▶ [Dataset extract]
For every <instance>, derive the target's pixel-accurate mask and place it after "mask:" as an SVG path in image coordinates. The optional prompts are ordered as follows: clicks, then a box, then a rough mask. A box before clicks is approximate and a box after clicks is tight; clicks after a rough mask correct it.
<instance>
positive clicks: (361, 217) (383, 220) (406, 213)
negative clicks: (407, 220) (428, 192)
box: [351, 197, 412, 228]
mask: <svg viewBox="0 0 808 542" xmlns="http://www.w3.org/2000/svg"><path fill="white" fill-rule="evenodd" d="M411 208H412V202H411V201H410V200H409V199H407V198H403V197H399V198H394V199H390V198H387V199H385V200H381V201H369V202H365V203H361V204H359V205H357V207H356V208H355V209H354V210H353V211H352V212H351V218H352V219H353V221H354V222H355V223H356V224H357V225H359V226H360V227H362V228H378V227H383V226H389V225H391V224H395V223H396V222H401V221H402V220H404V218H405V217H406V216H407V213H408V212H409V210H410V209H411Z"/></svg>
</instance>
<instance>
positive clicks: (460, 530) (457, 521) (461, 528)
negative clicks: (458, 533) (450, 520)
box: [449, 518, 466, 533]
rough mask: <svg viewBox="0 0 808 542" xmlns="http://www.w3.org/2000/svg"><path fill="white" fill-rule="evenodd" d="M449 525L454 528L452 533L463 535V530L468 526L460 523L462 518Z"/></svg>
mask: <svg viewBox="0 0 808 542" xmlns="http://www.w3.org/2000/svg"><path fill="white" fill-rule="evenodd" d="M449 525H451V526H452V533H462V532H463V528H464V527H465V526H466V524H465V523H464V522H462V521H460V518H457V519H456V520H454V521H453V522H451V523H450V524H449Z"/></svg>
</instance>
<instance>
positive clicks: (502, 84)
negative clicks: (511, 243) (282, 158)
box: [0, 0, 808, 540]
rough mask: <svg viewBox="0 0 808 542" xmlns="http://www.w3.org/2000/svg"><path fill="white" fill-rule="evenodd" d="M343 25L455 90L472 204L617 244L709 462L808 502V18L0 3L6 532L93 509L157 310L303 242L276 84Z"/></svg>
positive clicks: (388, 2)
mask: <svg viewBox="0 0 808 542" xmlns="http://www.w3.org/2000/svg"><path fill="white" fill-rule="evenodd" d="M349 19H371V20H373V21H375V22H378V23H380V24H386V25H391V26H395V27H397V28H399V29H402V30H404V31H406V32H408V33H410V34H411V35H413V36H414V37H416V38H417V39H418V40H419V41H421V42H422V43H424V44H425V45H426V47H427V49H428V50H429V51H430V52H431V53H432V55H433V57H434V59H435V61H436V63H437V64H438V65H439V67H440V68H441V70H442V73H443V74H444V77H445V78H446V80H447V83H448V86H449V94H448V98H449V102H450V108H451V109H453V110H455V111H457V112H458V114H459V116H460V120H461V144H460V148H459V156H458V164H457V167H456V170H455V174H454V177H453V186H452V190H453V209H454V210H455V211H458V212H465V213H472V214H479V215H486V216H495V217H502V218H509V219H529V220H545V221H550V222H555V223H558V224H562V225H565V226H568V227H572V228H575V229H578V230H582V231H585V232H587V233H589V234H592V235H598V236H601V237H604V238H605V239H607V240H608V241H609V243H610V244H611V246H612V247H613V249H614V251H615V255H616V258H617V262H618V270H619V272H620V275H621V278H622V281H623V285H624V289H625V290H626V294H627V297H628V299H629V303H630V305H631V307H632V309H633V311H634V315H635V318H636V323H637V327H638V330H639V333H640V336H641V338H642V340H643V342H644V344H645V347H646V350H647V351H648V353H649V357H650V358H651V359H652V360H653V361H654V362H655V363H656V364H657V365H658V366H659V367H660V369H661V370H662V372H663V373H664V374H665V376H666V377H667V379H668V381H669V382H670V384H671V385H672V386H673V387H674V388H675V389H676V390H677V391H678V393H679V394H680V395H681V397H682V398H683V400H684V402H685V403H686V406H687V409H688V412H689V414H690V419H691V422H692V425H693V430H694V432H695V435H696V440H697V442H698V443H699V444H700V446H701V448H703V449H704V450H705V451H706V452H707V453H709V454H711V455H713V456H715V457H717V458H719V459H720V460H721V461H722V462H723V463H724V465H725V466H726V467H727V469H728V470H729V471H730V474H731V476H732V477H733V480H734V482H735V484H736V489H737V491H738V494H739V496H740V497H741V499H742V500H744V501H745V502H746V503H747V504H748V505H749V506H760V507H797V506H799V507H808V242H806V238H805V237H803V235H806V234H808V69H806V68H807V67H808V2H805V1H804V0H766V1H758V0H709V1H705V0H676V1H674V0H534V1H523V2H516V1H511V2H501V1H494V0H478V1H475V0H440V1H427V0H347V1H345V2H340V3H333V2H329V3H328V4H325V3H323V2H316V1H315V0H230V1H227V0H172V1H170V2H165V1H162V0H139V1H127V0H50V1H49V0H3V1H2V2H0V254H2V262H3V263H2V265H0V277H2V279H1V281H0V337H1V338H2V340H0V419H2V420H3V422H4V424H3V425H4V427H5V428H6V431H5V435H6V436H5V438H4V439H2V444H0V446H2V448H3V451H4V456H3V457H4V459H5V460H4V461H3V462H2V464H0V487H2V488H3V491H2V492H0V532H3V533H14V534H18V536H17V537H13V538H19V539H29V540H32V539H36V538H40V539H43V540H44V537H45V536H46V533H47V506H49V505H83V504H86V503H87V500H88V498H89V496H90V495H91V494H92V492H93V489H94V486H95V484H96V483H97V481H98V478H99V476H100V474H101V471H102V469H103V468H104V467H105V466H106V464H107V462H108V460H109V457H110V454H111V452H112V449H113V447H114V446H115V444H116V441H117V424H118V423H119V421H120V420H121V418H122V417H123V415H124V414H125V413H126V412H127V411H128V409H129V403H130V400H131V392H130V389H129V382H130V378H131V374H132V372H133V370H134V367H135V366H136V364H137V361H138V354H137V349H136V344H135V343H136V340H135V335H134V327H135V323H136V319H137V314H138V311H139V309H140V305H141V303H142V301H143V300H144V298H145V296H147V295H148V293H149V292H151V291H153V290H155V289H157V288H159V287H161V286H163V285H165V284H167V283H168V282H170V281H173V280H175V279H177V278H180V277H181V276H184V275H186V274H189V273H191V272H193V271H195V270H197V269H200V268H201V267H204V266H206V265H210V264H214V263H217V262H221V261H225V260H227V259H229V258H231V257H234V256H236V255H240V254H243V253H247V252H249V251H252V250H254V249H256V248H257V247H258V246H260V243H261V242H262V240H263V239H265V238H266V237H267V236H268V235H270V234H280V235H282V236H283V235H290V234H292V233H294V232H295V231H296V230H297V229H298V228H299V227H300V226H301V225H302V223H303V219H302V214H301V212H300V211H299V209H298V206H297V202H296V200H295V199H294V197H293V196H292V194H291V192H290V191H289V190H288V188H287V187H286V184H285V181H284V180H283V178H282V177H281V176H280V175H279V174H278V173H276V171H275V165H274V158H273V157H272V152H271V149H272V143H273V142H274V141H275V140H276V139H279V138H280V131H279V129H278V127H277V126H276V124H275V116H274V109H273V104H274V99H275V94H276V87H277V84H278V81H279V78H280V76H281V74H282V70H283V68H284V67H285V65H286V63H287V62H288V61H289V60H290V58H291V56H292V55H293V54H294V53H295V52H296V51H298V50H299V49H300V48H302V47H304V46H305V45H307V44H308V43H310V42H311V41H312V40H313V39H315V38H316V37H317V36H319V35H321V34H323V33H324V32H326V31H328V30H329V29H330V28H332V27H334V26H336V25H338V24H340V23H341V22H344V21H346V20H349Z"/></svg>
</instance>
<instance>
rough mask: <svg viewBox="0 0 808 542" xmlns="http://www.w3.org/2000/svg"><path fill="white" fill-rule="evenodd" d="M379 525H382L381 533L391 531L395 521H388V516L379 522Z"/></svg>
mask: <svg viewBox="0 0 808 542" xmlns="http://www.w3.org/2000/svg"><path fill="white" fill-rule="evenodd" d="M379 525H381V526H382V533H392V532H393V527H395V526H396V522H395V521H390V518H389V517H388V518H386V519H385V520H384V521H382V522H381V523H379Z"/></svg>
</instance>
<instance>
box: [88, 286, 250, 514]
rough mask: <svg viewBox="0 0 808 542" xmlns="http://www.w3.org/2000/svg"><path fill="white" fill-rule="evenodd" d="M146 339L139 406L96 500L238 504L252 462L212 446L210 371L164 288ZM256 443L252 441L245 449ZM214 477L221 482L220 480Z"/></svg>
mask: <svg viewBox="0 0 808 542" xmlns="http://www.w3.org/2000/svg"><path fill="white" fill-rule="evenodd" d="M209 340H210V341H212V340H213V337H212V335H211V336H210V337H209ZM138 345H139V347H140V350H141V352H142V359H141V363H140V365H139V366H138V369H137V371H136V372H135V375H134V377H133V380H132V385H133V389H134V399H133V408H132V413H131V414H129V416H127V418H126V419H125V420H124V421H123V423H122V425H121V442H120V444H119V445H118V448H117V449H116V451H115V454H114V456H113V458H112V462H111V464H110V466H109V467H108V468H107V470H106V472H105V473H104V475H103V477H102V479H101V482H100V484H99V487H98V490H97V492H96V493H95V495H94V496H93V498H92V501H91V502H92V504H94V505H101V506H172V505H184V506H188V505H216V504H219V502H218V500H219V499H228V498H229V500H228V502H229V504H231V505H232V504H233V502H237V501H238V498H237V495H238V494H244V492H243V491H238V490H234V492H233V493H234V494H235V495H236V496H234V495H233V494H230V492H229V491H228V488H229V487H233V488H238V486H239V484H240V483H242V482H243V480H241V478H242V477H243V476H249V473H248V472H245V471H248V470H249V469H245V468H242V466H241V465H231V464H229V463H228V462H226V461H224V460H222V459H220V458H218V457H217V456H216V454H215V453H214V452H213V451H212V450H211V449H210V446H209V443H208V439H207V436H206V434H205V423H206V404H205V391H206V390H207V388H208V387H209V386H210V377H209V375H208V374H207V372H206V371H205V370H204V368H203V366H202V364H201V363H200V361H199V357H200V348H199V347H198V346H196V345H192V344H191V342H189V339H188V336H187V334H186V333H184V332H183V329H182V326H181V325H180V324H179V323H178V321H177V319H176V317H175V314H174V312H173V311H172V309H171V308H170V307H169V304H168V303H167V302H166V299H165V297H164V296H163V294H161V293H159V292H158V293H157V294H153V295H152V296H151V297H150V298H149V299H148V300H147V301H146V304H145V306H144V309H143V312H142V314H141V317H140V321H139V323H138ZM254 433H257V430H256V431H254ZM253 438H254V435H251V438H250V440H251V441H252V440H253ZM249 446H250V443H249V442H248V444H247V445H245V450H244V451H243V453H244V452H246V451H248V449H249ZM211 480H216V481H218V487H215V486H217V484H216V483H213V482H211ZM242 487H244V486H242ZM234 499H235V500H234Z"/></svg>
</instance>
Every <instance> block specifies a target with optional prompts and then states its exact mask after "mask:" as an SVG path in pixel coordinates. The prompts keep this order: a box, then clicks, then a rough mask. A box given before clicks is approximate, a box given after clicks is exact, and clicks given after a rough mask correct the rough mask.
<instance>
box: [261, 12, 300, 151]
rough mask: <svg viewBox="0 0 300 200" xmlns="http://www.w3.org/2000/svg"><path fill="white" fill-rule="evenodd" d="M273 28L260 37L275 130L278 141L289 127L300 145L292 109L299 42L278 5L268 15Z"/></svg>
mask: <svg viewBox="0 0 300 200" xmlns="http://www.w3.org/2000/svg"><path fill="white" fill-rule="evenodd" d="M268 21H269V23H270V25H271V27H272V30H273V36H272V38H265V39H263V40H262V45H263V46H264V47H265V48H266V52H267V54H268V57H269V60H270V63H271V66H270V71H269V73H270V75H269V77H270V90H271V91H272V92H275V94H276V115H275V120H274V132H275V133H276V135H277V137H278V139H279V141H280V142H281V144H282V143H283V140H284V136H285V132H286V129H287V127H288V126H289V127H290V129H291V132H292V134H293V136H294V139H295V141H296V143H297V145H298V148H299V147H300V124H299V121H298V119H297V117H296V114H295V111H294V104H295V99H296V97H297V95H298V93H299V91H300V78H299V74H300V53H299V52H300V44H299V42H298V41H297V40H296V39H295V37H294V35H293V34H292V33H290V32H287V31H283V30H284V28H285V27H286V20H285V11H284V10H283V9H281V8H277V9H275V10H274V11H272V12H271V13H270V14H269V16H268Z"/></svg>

▶ [What to do] In the entries above, please find the line with "box: [0, 0, 808, 540]" and the line with "25L455 90L472 204L617", then write out exactly those two lines and every line between them, and nothing more.

▶ [Answer to this task]
box: [0, 0, 808, 540]
rough mask: <svg viewBox="0 0 808 542" xmlns="http://www.w3.org/2000/svg"><path fill="white" fill-rule="evenodd" d="M343 25L455 90L472 204L617 244L709 462L808 502V18L0 3L6 532L93 509L157 310L303 242L276 84Z"/></svg>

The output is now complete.